§ Set task:
Count the lines in the data below that contain the string "target", treating uppercase and lowercase as different. Give only the number.

** START Listed entries **

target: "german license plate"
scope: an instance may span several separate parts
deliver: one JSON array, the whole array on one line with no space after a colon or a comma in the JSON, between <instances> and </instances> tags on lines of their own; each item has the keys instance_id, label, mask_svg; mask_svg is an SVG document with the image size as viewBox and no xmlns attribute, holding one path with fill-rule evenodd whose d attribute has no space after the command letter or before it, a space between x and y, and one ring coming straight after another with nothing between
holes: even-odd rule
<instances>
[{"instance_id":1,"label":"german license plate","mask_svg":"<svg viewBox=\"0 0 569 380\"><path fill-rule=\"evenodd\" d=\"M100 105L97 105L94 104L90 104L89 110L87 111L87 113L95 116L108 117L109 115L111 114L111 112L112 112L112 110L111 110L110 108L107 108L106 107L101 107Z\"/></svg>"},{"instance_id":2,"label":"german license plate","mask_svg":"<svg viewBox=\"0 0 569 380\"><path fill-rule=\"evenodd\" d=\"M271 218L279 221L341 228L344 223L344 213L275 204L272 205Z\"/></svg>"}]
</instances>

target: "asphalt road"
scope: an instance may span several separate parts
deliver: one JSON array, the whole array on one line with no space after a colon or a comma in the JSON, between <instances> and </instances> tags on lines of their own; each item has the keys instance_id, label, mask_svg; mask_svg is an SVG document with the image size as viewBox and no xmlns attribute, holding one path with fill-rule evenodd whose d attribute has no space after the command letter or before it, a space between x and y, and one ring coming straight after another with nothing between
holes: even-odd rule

** END Listed entries **

§ Worked solution:
2